» EXERCISE AIM
Count every line below that holds "door". Number only.

☆ ☆ ☆

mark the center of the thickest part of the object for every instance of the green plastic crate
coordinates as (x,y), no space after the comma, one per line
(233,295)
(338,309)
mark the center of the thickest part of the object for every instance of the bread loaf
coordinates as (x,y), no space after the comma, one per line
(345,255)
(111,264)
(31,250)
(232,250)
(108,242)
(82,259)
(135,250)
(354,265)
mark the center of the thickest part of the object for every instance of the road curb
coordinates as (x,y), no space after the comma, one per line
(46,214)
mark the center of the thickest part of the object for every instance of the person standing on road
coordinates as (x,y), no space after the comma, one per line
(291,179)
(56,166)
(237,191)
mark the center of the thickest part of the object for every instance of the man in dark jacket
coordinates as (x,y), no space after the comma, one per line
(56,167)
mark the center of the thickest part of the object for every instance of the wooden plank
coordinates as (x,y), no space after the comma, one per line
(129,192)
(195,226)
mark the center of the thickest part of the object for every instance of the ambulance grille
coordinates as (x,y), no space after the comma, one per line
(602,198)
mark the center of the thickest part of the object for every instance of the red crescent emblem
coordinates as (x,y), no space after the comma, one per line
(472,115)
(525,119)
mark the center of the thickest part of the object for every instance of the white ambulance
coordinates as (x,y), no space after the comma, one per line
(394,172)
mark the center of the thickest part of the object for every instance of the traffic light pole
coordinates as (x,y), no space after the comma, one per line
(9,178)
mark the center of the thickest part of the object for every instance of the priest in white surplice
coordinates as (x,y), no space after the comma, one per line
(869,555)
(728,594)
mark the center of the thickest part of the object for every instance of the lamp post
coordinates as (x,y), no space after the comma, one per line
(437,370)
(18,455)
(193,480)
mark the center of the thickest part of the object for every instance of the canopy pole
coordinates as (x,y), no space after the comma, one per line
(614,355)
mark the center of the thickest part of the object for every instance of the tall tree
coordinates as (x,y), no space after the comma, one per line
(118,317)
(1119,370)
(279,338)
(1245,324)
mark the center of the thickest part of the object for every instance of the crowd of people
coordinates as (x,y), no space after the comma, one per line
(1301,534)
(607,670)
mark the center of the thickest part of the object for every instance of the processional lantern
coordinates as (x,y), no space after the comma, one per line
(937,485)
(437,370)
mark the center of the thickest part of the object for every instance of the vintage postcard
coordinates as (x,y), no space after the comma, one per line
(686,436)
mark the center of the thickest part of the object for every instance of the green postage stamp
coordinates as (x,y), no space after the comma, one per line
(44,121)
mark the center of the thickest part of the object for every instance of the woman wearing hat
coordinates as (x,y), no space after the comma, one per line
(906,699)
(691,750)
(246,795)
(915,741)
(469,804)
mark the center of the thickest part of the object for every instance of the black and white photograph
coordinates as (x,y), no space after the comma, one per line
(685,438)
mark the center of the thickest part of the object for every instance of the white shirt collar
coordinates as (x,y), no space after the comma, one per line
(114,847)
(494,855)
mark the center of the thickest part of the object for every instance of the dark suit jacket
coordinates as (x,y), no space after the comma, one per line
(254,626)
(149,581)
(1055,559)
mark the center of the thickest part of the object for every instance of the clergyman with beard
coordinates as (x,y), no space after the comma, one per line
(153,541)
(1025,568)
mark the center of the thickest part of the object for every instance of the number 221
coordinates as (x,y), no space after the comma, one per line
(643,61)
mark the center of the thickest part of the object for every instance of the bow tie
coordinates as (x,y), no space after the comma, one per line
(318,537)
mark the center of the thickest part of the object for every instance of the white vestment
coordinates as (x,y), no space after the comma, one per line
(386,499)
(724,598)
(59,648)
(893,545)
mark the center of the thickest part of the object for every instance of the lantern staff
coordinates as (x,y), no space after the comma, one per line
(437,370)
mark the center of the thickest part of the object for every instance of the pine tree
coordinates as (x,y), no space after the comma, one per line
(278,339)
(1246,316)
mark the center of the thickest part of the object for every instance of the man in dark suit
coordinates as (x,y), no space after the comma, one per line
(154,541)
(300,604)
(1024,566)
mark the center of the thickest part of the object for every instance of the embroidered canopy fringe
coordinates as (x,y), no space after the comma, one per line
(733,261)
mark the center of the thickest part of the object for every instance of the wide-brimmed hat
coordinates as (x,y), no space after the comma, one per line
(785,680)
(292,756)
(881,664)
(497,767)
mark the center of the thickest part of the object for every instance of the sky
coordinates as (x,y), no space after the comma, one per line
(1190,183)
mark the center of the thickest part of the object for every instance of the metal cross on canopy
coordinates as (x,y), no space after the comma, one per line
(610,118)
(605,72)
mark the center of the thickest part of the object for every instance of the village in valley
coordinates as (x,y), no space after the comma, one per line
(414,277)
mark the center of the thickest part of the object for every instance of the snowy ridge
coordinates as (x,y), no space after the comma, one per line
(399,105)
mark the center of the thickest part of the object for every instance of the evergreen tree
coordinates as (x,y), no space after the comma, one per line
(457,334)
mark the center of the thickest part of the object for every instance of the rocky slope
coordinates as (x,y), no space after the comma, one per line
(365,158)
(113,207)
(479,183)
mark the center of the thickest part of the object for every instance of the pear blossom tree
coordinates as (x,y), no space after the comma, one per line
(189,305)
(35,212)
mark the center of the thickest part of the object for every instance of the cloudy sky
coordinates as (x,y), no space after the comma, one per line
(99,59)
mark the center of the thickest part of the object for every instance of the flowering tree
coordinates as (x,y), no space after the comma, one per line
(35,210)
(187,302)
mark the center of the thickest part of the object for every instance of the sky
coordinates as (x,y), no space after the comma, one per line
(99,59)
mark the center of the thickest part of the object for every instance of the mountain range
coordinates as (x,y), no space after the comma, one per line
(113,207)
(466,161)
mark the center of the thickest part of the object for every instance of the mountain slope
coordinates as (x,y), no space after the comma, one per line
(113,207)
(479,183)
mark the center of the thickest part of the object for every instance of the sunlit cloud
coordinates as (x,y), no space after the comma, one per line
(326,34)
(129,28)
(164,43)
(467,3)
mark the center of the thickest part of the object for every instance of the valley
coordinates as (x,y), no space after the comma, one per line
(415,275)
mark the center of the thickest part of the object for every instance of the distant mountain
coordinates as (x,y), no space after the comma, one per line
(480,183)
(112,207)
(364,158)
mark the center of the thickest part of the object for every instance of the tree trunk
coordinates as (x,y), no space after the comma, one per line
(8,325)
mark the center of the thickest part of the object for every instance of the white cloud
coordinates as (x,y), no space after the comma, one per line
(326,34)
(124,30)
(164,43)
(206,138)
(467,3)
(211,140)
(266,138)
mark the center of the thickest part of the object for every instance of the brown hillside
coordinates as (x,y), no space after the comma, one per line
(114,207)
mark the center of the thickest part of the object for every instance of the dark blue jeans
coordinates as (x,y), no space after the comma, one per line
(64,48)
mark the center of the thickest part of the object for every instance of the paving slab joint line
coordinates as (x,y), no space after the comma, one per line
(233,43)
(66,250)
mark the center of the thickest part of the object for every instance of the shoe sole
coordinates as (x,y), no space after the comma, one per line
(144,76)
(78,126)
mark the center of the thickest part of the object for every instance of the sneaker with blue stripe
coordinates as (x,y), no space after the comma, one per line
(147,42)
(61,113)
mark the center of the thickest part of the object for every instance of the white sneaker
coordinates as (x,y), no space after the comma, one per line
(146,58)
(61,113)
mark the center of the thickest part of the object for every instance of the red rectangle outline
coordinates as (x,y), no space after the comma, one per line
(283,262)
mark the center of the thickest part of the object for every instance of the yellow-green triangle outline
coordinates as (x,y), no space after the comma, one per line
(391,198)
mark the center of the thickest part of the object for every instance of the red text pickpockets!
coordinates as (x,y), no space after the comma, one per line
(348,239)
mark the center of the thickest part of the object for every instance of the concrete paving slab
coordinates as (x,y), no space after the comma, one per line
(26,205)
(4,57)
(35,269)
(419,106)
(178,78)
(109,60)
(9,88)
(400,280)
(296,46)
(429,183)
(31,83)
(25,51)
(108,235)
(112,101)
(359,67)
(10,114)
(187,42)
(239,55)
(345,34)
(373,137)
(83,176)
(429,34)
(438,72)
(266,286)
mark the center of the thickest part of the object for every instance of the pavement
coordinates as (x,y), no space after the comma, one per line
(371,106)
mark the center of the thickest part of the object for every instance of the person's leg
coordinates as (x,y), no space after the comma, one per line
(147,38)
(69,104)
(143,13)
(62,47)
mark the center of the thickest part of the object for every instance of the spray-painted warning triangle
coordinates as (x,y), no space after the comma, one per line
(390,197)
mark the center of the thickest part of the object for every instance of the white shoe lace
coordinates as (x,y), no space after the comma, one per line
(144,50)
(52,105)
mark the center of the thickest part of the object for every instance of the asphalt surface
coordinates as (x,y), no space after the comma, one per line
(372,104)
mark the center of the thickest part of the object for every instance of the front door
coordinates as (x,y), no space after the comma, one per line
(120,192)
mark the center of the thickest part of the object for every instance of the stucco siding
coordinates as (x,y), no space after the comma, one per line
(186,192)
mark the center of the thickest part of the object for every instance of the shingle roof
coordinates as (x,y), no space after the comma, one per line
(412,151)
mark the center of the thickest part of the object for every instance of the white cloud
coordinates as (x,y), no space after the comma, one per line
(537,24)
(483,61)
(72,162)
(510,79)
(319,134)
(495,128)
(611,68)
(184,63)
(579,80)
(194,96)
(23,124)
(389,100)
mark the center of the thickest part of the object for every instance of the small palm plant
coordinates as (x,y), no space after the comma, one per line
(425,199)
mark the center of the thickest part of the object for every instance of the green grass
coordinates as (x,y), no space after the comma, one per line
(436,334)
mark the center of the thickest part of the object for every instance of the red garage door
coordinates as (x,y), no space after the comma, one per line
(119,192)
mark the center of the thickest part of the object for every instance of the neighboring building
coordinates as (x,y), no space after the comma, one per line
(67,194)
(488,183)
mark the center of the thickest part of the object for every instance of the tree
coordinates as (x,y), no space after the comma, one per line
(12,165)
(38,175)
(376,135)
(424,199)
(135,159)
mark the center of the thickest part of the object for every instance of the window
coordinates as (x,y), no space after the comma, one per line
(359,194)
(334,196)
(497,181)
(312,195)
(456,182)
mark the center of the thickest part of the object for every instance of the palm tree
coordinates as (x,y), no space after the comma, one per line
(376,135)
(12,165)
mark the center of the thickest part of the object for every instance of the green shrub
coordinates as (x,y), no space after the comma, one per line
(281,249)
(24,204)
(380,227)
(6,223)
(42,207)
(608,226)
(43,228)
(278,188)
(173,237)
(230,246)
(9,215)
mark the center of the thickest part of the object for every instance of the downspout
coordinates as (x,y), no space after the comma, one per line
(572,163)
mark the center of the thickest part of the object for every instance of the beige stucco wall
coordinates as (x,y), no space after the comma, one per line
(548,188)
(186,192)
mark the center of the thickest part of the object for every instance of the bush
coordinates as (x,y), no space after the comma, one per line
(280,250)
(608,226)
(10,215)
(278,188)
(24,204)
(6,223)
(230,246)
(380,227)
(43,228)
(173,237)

☆ ☆ ☆

» ANSWER
2